Extrait choisi:
********************

Par Jean Daspry, le 30 mai 2022
« Le vieux monde se meurt, le nouveau monde tarde à apparaître et dans ce clair-obscur surgissent les monstres ». Cette citation d’Antonio Gramsci résume la problématique des relations internationales en cette période de transition que nous traversons. L’année 2021 aura eu un immense mérite. Celui de lever le voile d’ignorance ou de déni derrière lequel nos élites se dissimulaient pour taire une évidence : le grand désordre mondial. L’année écoulée restera dans l’Histoire comme celle d’une défaite de la pensée, d’une impuissance assumée, d’une résignation à l’inertie. Marquée par une crise structurelle du multilatéralisme, la gouvernance mondiale nécessite un électrochoc.
Or les médecins qui se penchent à son chevet se contentent de lui administrer quelques remèdes homéopathiques. Le monde peut-il se contenter de pareille thérapeutique pour surmonter cette polycrise ? Pire encore, alors qu’elles nous pressent d’entrer dans le monde d’après, nos élites raisonnent sur les paradigmes du monde d’hier. Alors qu’elles ne cessent de louer les mérites d’une approche coopérative, elles utilisent les leviers d’une approche coercitive. Ainsi va le monde d’aujourd’hui, et a fortiori celui de demain, dans le contexte de la révolution digitale ! Tel le Titanic fonçant sur la banquise au son de l’orchestre de la bien-pensance, la planète file vers la catastrophe. Après cette esquisse, une analyse plus fine du monde d’après s’impose pour en appréhender les principales forces profondes.
Monde d’après et après ?
Le monde d’aujourd’hui se caractérise par une double crise, celle de la confiance, qui induit de façon quasi-mécanique, une crise de la gouvernance mondiale.
Crise de confiance : le monde de la défiance
Nous assistons à un étrange retour vers le passé caractérisé par un retour de la défiance.
Retour vers le passé. Le monde d’aujourd’hui se caractérise par un retour des concepts du monde d’hier : retour de l’histoire, de la géographie, des nations, des frontières, des égoïsmes nationaux, du chacun pour soi, de la puissance, de la souveraineté, de l’indépendance, de l’État providence, des questions démographiques … L’intérêt général ne constitue plus l’alpha et l’oméga de la grammaire des relations internationales. Il n’est même plus la somme des intérêts particuliers tant il s’apparente à l’addition désordonnée des contraires.
Le juridisme facteur d’égalité, de nivellement fait place à la loi du plus fort facteur d’inégalité, de domination. Le concept de « paix par le droit », fondement du multilatéralisme du XXe siècle se retourne en « droit contre la paix » au XXIe siècle tant sa rigidité est facteur d’inertie, voire d’opposition. L’unique sujet du droit international (l’État) est concurrencé par les anciens objets du droit international (ONG, société civile, groupes terroristes, multinationales, GAFAM…). Le multilatéralisme fait place au « polylatéralisme » (Pascal Lamy). L’incertitude le dispute à la certitude. La tactique sert de stratégie à des dirigeants dopés à la communication. Hier, confortablement installé dans une situation de monopole, l’État doit accepter une situation d’oligopole à laquelle il n’était pas préparé, faute d’anticipation.

********************

Liste des données:
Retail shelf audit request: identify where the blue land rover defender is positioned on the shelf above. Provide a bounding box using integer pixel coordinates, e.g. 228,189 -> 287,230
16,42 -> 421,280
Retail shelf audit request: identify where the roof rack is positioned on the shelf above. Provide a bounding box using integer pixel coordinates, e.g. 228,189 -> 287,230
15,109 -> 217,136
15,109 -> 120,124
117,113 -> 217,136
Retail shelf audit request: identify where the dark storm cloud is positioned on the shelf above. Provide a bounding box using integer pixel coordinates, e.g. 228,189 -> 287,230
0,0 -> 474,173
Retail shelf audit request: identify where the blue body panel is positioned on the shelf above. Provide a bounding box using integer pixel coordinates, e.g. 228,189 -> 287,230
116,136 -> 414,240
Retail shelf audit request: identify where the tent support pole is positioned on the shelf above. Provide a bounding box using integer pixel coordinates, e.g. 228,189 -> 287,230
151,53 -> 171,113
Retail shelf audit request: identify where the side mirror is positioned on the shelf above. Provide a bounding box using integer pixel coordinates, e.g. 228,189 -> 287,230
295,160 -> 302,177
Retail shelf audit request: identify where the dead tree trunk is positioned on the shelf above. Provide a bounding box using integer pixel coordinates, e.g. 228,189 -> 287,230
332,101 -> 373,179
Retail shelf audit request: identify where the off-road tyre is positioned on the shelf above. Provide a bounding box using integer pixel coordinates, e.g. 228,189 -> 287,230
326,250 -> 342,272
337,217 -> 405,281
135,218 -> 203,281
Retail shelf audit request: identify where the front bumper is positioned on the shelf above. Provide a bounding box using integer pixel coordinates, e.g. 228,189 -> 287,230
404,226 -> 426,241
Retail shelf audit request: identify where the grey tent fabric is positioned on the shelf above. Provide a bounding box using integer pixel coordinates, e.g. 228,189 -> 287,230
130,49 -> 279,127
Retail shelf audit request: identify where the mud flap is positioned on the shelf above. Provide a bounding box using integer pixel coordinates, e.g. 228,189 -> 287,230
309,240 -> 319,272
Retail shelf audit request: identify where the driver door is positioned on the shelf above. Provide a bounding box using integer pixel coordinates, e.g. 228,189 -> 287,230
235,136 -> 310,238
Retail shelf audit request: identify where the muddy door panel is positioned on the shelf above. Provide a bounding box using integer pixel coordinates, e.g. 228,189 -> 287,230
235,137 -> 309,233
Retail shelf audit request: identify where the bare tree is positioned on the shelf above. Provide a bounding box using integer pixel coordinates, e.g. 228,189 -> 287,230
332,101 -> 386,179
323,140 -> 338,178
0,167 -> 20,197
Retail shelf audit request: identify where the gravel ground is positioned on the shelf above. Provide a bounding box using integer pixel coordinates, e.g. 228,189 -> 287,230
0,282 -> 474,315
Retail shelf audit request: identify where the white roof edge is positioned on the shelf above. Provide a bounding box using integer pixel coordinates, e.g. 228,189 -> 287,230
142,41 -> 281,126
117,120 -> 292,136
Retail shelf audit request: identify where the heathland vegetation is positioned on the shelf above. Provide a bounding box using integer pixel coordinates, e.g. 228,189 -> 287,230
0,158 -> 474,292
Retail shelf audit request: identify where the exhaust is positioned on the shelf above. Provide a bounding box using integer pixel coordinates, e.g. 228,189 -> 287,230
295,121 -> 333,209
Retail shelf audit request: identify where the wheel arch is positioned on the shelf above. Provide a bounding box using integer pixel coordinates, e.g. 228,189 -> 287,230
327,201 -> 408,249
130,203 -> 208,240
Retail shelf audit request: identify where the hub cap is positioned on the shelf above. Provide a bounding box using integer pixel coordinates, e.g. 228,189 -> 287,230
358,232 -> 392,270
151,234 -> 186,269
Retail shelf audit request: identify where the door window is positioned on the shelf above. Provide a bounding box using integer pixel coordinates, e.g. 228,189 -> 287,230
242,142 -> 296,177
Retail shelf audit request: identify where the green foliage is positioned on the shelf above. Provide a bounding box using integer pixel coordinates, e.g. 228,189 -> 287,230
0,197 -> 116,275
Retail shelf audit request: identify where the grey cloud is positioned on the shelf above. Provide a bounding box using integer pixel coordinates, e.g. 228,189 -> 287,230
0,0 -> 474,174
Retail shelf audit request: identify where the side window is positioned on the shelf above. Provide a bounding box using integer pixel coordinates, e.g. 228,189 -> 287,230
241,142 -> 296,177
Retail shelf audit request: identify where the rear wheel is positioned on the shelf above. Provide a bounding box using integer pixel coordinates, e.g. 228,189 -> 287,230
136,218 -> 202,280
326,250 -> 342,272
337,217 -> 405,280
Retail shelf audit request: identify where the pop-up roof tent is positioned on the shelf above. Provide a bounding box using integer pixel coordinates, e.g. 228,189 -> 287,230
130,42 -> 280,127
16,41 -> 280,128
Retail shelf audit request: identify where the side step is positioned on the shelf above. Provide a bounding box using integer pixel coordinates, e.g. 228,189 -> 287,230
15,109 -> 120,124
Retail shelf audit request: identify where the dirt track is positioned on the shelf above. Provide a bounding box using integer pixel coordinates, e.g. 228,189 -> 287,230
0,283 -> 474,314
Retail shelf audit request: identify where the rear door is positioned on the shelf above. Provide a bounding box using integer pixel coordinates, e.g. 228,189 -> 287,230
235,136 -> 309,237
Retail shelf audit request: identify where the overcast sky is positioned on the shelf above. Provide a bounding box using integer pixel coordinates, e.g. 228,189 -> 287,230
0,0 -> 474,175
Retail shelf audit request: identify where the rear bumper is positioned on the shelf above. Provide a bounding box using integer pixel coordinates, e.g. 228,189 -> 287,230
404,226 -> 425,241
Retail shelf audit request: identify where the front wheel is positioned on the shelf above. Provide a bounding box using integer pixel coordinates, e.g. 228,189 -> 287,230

********************

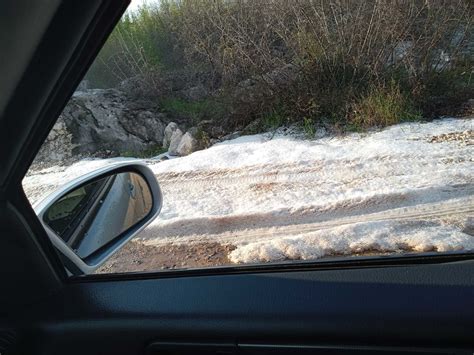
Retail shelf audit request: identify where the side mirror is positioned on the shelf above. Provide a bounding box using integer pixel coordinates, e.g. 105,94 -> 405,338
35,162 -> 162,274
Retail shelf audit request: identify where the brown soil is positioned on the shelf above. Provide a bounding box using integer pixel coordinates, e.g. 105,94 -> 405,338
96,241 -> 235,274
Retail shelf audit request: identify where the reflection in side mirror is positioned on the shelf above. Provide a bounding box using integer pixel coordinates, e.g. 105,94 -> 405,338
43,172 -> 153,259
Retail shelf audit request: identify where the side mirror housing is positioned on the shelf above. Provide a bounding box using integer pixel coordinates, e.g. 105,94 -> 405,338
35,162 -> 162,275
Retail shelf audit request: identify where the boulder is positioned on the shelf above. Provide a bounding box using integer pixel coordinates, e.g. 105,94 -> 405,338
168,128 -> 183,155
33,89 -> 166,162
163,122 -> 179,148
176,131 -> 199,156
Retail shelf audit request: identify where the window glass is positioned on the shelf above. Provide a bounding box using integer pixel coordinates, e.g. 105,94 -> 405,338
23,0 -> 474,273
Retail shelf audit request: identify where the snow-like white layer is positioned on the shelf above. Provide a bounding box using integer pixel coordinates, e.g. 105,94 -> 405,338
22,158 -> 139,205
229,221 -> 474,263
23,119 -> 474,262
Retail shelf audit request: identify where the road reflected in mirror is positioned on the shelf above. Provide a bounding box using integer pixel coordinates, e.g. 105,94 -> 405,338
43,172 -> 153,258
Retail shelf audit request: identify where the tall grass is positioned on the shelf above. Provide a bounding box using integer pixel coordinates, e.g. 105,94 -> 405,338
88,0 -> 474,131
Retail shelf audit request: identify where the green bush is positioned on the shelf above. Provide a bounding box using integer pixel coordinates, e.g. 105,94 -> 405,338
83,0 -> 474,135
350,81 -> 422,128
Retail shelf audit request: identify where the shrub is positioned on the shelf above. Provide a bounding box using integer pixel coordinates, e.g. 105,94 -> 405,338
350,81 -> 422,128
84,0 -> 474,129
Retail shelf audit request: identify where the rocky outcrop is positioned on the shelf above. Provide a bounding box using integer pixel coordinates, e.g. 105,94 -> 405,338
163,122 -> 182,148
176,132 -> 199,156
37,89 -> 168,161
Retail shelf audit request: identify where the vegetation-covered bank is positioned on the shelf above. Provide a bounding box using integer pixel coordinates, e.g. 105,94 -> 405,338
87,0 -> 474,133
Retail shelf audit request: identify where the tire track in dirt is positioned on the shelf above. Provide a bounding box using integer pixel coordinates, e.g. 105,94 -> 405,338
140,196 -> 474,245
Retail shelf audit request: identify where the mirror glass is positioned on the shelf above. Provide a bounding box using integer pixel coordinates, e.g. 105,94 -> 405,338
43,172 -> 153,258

********************

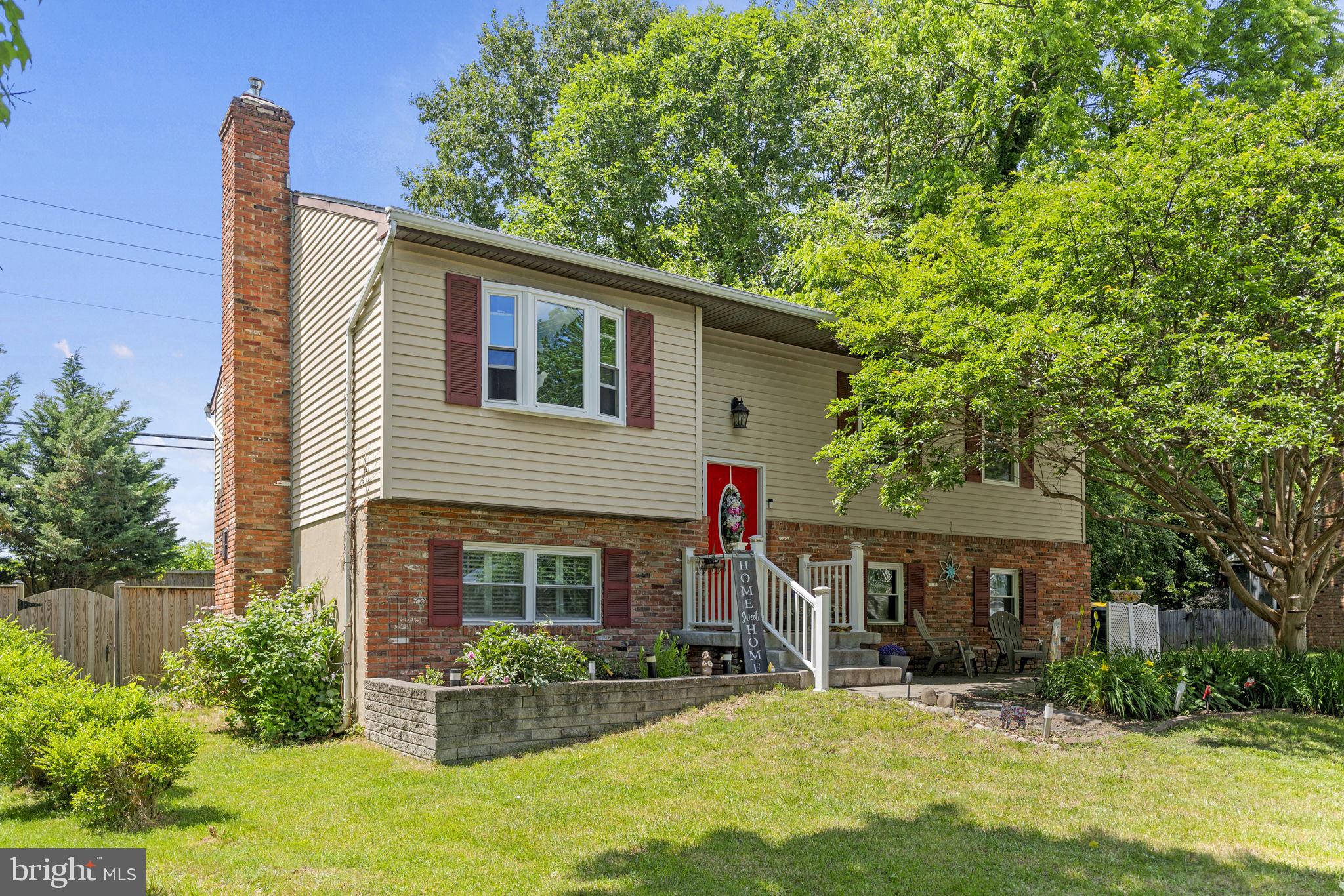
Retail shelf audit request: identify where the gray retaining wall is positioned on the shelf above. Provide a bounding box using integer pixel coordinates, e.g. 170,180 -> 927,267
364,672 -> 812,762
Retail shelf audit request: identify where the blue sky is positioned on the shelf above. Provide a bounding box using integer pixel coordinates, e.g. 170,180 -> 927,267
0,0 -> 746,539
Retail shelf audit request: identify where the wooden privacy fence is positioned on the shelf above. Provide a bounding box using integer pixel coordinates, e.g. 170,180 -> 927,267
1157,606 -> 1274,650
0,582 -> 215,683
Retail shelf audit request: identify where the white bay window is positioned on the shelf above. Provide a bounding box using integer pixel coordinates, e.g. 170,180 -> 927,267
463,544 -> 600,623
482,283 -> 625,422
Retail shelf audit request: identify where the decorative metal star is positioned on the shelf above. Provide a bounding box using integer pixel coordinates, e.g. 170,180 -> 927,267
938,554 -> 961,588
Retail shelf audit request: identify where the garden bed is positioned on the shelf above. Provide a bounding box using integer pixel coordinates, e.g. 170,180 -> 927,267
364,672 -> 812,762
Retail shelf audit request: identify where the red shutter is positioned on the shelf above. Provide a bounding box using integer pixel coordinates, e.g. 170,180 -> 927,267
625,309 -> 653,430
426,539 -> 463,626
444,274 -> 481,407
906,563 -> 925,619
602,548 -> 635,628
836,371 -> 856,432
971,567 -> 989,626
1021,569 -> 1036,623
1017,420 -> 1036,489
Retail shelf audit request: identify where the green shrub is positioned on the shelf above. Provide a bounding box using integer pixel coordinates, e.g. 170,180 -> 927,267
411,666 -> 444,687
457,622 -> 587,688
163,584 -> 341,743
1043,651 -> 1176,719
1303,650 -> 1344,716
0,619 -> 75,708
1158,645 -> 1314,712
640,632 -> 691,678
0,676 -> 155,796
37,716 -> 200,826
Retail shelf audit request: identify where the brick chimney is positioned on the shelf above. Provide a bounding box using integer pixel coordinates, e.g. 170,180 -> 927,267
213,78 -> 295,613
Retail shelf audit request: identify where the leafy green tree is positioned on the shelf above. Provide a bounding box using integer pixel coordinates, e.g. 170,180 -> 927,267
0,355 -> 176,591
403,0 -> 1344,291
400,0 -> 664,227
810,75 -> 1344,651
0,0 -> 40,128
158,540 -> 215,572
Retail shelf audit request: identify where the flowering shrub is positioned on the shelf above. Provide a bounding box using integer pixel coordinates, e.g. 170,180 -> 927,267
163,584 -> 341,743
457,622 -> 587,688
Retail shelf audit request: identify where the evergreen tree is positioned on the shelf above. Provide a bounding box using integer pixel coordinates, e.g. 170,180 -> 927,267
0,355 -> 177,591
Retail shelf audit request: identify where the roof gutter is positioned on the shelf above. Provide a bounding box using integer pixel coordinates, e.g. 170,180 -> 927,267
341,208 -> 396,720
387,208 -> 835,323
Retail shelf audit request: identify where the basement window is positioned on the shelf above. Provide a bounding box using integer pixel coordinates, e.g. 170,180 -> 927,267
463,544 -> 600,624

********************

Consigne: Extrayez mot pour mot, dans le texte sur le désordre mondial, le passage situé entre « Monde d’après et » et « la gouvernance mondiale. », ces mots compris. Les items n'ont aucun lien avec le texte sur le désordre mondial.

Corrigé:
Monde d’après et après ?
Le monde d’aujourd’hui se caractérise par une double crise, celle de la confiance, qui induit de façon quasi-mécanique, une crise de la gouvernance mondiale.